+++ Data to examine

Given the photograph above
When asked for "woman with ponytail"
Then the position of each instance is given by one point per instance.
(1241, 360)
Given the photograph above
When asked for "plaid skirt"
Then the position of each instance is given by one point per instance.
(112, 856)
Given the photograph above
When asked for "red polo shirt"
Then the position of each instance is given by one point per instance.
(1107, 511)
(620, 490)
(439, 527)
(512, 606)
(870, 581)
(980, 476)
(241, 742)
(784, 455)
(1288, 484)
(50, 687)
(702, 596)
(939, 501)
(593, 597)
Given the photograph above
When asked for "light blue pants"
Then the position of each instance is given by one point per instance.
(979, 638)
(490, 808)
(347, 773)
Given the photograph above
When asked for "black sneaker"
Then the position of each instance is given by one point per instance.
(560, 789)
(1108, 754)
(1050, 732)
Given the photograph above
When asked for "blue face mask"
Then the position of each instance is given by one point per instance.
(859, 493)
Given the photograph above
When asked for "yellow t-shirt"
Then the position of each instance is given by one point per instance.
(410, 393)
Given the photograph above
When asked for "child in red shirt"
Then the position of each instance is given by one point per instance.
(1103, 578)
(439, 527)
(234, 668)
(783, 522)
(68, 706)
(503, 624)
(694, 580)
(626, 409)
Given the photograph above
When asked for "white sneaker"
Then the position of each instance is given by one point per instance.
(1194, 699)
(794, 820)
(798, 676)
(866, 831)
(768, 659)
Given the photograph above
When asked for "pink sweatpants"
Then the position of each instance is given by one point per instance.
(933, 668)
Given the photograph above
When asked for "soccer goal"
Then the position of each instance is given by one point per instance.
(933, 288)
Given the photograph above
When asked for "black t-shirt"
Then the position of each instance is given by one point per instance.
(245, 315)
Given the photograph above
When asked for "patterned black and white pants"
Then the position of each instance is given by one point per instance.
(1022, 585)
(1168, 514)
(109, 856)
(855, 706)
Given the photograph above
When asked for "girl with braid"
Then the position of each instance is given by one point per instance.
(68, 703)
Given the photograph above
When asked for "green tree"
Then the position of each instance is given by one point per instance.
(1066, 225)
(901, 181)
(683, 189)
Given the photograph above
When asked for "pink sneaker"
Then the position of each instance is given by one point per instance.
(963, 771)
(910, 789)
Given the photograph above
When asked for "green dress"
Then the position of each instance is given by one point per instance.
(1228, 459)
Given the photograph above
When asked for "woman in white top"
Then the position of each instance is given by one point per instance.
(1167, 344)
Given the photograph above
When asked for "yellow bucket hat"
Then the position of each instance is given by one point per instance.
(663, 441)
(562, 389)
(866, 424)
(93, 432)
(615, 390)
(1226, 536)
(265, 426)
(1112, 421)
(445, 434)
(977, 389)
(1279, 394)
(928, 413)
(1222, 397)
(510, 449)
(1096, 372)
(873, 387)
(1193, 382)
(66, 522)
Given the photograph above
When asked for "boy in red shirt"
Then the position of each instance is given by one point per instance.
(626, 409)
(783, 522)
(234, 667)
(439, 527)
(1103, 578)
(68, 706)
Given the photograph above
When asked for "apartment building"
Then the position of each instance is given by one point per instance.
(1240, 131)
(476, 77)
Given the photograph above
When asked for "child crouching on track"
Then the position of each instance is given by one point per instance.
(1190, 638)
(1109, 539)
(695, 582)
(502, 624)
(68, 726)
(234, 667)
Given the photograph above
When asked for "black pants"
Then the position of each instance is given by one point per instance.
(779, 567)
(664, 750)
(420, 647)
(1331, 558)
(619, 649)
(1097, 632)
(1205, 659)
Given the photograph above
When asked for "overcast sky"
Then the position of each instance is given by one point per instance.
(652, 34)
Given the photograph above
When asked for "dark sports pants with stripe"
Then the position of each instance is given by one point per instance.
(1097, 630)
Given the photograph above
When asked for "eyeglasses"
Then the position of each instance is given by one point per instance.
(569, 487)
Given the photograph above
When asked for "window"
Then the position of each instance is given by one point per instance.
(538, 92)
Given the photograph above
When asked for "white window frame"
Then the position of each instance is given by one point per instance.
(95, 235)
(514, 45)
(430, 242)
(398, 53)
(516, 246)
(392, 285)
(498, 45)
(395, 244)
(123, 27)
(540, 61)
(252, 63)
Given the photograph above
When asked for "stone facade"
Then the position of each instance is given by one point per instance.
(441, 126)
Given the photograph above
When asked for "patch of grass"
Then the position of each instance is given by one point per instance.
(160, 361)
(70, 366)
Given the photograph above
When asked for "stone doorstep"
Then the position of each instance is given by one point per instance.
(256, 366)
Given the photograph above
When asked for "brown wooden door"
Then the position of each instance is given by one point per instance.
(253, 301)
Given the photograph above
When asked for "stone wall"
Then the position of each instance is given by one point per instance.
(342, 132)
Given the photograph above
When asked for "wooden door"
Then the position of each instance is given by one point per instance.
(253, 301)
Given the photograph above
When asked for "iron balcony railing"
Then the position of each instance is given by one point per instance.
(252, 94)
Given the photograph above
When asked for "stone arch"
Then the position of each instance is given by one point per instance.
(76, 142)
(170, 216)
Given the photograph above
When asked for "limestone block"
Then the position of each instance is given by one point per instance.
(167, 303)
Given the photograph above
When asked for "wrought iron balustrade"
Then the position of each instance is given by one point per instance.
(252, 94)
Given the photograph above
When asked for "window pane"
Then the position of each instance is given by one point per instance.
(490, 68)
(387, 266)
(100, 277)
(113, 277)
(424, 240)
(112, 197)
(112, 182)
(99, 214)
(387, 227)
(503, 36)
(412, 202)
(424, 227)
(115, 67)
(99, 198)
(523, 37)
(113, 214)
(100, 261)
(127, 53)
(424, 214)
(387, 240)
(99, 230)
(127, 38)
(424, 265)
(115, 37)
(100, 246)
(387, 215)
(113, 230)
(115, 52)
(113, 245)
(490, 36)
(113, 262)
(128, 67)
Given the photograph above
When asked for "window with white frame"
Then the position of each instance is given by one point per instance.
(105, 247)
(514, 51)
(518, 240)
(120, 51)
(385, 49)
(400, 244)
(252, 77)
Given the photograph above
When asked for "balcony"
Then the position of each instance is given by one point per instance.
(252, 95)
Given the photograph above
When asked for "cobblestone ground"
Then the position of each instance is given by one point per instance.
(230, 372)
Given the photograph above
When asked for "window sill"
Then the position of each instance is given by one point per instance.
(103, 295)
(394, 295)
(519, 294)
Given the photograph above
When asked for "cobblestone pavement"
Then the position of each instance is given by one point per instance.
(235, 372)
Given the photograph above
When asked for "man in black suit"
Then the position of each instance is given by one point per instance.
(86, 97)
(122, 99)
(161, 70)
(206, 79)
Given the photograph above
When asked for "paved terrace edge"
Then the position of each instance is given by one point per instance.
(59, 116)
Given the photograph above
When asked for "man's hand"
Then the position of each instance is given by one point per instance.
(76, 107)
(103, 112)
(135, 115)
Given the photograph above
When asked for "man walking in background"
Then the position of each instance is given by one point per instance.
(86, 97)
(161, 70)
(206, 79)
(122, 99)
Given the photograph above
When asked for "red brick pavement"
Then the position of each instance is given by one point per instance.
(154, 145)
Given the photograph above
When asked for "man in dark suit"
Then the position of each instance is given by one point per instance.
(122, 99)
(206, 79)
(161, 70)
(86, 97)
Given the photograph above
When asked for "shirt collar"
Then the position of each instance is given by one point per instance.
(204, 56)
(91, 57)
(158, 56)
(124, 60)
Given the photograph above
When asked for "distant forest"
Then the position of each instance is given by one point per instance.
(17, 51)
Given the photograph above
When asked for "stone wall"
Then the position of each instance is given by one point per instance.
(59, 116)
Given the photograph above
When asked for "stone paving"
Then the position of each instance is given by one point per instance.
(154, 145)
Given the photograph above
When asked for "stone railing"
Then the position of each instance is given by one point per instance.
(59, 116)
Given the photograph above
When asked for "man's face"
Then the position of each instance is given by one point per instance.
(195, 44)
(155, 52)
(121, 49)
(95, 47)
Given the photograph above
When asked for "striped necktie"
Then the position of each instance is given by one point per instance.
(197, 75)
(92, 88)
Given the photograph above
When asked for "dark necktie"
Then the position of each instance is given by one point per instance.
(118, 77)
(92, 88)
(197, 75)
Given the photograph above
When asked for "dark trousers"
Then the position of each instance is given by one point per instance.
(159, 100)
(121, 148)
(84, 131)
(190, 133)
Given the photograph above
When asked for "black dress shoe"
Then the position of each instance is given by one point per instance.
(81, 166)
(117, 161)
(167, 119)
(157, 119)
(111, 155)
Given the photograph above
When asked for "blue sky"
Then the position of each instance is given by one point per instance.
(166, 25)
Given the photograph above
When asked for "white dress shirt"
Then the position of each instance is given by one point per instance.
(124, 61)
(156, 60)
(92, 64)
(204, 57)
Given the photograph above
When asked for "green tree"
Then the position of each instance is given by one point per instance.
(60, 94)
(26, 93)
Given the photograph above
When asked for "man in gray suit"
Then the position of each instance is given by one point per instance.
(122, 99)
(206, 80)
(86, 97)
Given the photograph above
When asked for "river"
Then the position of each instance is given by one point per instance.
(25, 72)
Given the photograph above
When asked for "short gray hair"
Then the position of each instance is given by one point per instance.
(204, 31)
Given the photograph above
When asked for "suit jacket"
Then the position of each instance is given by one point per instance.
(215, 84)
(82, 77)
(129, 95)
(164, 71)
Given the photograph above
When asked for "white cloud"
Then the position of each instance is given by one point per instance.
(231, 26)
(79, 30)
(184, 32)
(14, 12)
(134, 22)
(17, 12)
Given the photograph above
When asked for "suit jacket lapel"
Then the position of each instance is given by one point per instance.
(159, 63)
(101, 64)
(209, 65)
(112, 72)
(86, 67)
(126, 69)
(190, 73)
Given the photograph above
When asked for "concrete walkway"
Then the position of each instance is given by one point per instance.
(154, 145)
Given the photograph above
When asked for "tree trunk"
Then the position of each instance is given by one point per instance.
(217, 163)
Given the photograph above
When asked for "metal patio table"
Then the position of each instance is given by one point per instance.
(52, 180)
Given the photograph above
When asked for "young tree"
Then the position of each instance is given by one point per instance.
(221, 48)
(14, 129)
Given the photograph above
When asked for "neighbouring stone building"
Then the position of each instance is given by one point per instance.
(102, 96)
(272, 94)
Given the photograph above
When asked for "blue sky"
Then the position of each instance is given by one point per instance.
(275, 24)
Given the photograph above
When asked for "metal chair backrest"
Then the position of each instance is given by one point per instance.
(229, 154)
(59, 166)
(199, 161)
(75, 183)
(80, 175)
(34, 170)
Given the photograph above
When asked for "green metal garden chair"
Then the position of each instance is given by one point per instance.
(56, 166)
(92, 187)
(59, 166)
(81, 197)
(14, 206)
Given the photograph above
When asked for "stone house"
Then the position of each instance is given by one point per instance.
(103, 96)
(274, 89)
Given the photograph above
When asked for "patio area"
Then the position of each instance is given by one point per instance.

++++++

Sift the material for lines with the string "patio". Copy each one found.

When asked for "metal patio table"
When asked for "patio area"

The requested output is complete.